» Excerpted text
This notebook scrapes text from Wiadomosci from February 2022 until December 2023. As all content up to 20th December 2023 had been deleted from the official website, the content of ‘Wiadomości’, TVP’s main news programme, is therefore scraped from a GitHub channel daily saving its transcript (codziennatranskrypcjatvpis, 2024). Data is then subsetted to only involve LGBTQ+-related coverages.

In [1]:
import pandas as pd
import requests
from bs4 import BeautifulSoup

urls = [
    "https://raw.githubusercontent.com/codziennatranskrypcjatvpis/codziennatranskrypcjatvpis.github.io/main/transcriptions_txt/Wiadomosci_06.02.2022.txt",
    "https://raw.githubusercontent.com/codziennatranskrypcjatvpis/codziennatranskrypcjatvpis.github.io/main/transcriptions_txt/Wiadomosci_07.02.2022.txt"
]

def main():

    all_texts = []

    for url in urls:

        try:
            response = requests.get(url)
            response.raise_for_status()  # This line checks for any HTTP errors
            text = response.text.strip()  # No need for BeautifulSoup as it's a text file, not HTML
            all_texts.append(text)

        except Exception as e:
            print(f"Error scraping URL: {url}. {e}")

    data = {
        "URLs": urls,
        "Texts": all_texts,
    }

    df = pd.DataFrame.from_dict(data)
    df.to_csv("wiadomosci.csv", encoding="utf-8", header=True, index=False)

if __name__ == "__main__":
    main()




  from pandas.core import (


In [2]:
wiadomosci_df = pd.read_csv("wiadomosci.csv")
wiadomosci_df.head()

Unnamed: 0,URLs,Texts
0,https://raw.githubusercontent.com/codziennatra...,Mamy pierwszy medal. Dawid Kubacki wywalczył b...
1,https://raw.githubusercontent.com/codziennatra...,W Brukseli prezydent Andrzej Duda wraz z szefa...


In [6]:
import pandas as pd
import requests
from bs4 import BeautifulSoup
from datetime import datetime, timedelta

def generate_urls(start_date, end_date):
    base_url = "https://raw.githubusercontent.com/codziennatranskrypcjatvpis/codziennatranskrypcjatvpis.github.io/main/transcriptions_txt/Wiadomosci_{}.txt"
    urls = []
    current_date = start_date
    while current_date <= end_date:
        urls.append(base_url.format(current_date.strftime("%d.%m.%Y")))
        current_date += timedelta(days=1)
    return urls

def scrape_text_from_url(url):
    try:
        response = requests.get(url)
        response.raise_for_status()  # Check for HTTP errors
        text = response.text.strip()
        return text
    except requests.HTTPError as e:
        if response.status_code == 404:
            print(f"URL not found: {url}")
        else:
            print(f"HTTP error occurred while scraping URL: {url}. {e}")
        return None
    except Exception as e:
        print(f"Error occurred while scraping URL: {url}. {e}")
        return None

def main():
    start_date = datetime(2022, 2, 6)
    end_date = datetime(2023, 12, 19)
    urls = generate_urls(start_date, end_date)

    all_texts = []
    for url in urls:
        text = scrape_text_from_url(url)

» Extracted data

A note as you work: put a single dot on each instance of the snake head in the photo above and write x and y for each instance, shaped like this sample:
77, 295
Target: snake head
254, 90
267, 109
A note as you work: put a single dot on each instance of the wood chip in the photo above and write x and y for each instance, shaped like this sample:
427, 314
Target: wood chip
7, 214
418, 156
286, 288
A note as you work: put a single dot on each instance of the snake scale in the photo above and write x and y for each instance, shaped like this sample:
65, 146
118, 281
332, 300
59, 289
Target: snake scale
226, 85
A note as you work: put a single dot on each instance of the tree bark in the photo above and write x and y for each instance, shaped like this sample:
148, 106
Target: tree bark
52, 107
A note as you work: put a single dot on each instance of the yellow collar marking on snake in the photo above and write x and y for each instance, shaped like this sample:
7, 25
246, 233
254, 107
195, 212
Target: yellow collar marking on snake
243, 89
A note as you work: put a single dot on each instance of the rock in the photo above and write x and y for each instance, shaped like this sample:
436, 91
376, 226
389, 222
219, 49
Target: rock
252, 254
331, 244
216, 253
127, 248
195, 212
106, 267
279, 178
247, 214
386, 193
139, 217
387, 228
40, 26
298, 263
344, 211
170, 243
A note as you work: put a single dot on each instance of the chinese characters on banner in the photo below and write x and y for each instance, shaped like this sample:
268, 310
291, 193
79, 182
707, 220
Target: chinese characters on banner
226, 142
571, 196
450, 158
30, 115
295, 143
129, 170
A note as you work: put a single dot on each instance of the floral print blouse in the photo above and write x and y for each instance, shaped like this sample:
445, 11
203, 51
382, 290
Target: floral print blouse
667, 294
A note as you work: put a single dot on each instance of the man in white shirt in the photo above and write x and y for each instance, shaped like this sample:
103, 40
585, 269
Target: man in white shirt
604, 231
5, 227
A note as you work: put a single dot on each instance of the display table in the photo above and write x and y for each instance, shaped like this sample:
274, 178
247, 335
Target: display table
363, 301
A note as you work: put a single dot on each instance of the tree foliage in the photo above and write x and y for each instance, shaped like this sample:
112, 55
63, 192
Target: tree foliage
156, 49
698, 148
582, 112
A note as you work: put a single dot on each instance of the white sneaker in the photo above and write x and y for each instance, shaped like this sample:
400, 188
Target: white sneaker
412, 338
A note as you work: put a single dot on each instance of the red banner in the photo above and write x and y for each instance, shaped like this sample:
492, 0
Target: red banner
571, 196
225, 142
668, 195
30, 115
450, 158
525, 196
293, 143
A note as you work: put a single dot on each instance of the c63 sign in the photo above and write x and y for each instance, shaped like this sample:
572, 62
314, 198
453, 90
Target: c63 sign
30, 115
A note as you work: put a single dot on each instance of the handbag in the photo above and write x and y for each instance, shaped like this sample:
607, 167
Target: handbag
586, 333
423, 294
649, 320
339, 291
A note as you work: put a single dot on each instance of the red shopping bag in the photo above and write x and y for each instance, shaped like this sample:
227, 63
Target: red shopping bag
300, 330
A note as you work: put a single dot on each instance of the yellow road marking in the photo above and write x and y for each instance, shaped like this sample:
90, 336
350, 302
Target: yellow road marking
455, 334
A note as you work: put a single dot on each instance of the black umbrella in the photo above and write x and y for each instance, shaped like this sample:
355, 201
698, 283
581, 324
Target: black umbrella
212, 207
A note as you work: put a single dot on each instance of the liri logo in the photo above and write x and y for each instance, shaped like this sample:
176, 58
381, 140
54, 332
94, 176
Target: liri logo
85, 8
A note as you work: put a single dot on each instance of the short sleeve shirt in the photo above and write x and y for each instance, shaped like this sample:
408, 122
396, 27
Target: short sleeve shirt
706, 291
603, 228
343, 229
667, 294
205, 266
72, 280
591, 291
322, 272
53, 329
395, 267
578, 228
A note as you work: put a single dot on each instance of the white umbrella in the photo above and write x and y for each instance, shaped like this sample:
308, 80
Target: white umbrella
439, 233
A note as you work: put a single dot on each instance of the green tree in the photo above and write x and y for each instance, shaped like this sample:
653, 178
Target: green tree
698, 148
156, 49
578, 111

» Problem set
1) In the Wiadomości scraping notebook, why are the transcripts taken from a GitHub channel rather than the official website?
2) Extend the Wiadomości scraping notebook, picking up right after its final line of code.

» Answers below
1) All content up to December 20, 2023 had been deleted from the official website.

2)
        if text is not None:
            all_texts.append(text)

    if all_texts:  # Only create DataFrame if there's data
        data = {
            "URLs": urls[:len(all_texts)],  # Truncate URLs to match the length of all_texts
            "Texts": all_texts,
        }

        df = pd.DataFrame.from_dict(data)
        df.to_csv("wiadomosci.csv", encoding="utf-8", header=True, index=False)
    else:
        print("No data scraped.")

if __name__ == "__main__":
    main()


URL not found: https://raw.githubusercontent.com/codziennatranskrypcjatvpis/codziennatranskrypcjatvpis.github.io/main/transcriptions_txt/Wiadomosci_15.11.2023.txt
URL not found: https://raw.githubusercontent.com/codziennatranskrypcjatvpis/codziennatranskrypcjatvpis.github.io/main/transcriptions_txt/Wiadomosci_16.11.2023.txt


In [8]:
import pandas as pd
import requests
from bs4 import BeautifulSoup
from datetime import datetime, timedelta

def generate_urls(start_date, end_date):
    base_url = "https://raw.githubusercontent.com/codziennatranskrypcjatvpis/codziennatranskrypcjatvpis.github.io/main/transcriptions_txt/Wiadomosci_{}.txt"
    urls = []
    dates = []
    current_date = start_date
    while current_date <= end_date:
        url = base_url.format(current_date.strftime("%d.%m.%Y"))
        urls.append(url)
        dates.append(current_date.strftime("%Y-%m-%d"))
        current_date += timedelta(days=1)
    return urls, dates

def scrape_text_from_url(url):
    try:
        response = requests.get(url)
        response.raise_for_status()  # Check for HTTP errors
        text = response.text.strip()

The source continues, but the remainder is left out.